### DIRECTION
Lay out every line of the listing below as a numbered list, leaving out blank lines and the pictures.

Region labeling listing:
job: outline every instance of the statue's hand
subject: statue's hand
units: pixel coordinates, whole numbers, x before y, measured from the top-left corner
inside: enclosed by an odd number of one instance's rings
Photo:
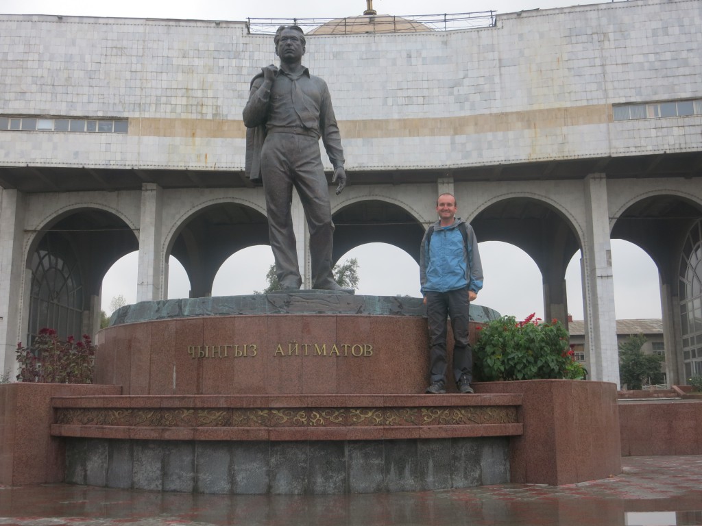
[[[270,64],[263,68],[263,69],[264,81],[272,83],[273,81],[275,80],[275,76],[278,73],[278,67],[274,64]]]
[[[338,180],[339,184],[336,187],[336,195],[339,195],[341,191],[346,187],[346,170],[343,166],[339,166],[334,170],[334,175],[331,177],[332,182],[336,182]]]

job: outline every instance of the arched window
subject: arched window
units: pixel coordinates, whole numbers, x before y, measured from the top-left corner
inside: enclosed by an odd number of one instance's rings
[[[59,337],[80,337],[83,328],[83,286],[78,260],[65,238],[47,234],[32,259],[29,344],[44,328]]]
[[[687,234],[680,257],[680,327],[685,379],[702,376],[702,222]]]

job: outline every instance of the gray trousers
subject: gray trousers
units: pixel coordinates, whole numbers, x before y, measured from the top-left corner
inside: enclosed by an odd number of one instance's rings
[[[269,133],[261,149],[261,173],[268,234],[281,286],[300,288],[302,285],[290,213],[293,187],[300,196],[310,229],[312,288],[324,288],[336,283],[331,271],[334,224],[319,140],[294,133]]]
[[[430,383],[437,380],[446,382],[446,317],[451,316],[453,332],[453,379],[458,382],[466,375],[472,381],[473,353],[468,343],[470,319],[468,288],[449,290],[447,292],[428,291],[427,320],[429,324],[429,374]]]

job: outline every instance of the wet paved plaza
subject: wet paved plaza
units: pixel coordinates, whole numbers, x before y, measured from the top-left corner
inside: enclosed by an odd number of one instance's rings
[[[197,495],[62,484],[0,486],[0,525],[702,525],[702,456],[627,457],[623,464],[621,475],[566,486],[394,494]]]

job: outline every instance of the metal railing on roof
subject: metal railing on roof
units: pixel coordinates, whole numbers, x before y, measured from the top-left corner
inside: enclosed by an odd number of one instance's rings
[[[496,11],[444,13],[443,15],[362,15],[344,18],[248,18],[251,34],[274,34],[282,25],[297,25],[305,34],[351,34],[362,33],[454,31],[493,27]],[[329,25],[325,31],[322,26]],[[331,30],[332,27],[333,30]]]

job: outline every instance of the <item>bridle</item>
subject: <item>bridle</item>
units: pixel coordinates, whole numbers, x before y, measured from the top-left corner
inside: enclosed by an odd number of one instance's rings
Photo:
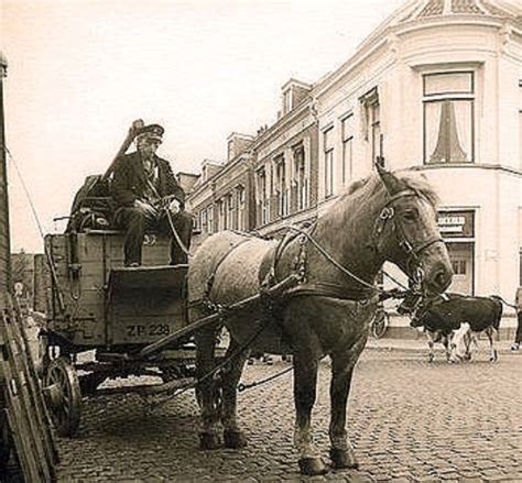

### SOLUTION TO THIS EXERCISE
1. job: outline every instance of the statue's hand
2. subject: statue's hand
3. units: pixel coordinates, whole numbers, x before y, measured from the top-left corner
4. inside: enclosed by an odd number of one instance's rings
5. Photo:
6. [[[270,64],[263,68],[263,69],[264,81],[272,83],[273,81],[275,80],[275,76],[278,73],[278,67],[274,64]]]
7. [[[338,180],[339,184],[336,187],[336,195],[339,195],[341,191],[346,187],[346,170],[343,166],[339,166],[334,170],[334,175],[331,177],[332,182],[336,182]]]
8. job: outline every instance of the arched window
9. subject: arched window
10. units: pixel coordinates, whole numbers, x before y, measured from the top-left corner
11. inside: enclosed by an odd number of one instance's rings
12. [[[59,337],[80,337],[83,328],[83,286],[78,260],[65,238],[47,234],[32,259],[29,344],[44,328]]]
13. [[[687,234],[680,257],[680,327],[685,379],[702,376],[702,222]]]
14. job: outline every instance of the gray trousers
15. subject: gray trousers
16. units: pixel coordinates, whole numbers, x before y, measured from the top-left corner
17. inside: enclosed by an odd number of one instance's rings
18. [[[269,133],[261,149],[261,173],[268,234],[281,286],[300,288],[302,285],[290,213],[293,187],[300,196],[310,229],[312,288],[324,288],[336,283],[331,271],[334,224],[319,140],[294,133]]]
19. [[[430,383],[437,380],[446,382],[446,317],[451,316],[453,332],[453,379],[458,382],[466,375],[472,381],[473,353],[468,343],[470,319],[468,288],[449,290],[447,292],[428,291],[427,320],[429,324],[429,374]]]
20. job: outline every instance of the wet paved plaza
21. subject: wet paved plaza
22. units: pixel coordinates, whole numbers, x before y, measured from the top-left corner
23. inside: enclosed by an odd number of one instance's rings
24. [[[197,495],[62,484],[0,486],[0,525],[702,525],[702,456],[627,457],[623,464],[621,475],[566,486],[394,494]]]
25. job: outline every instance of the metal railing on roof
26. subject: metal railing on roof
27. units: pixel coordinates, whole numbers, x before y, measured from the top-left corner
28. inside: enclosed by an odd number of one instance's rings
29. [[[496,11],[444,13],[443,15],[362,15],[344,18],[248,18],[251,34],[274,34],[282,25],[297,25],[305,34],[351,34],[362,33],[454,31],[493,27]],[[329,25],[325,31],[322,26]],[[331,30],[332,27],[333,30]]]
30. job: outline every instance of the <item>bridle</item>
31. subject: <item>bridle</item>
32. units: pixel coordinates, whole numbers, x before y, measured from the top-left corner
33. inside: enclosed by an odd number of one instance's rings
34. Photo:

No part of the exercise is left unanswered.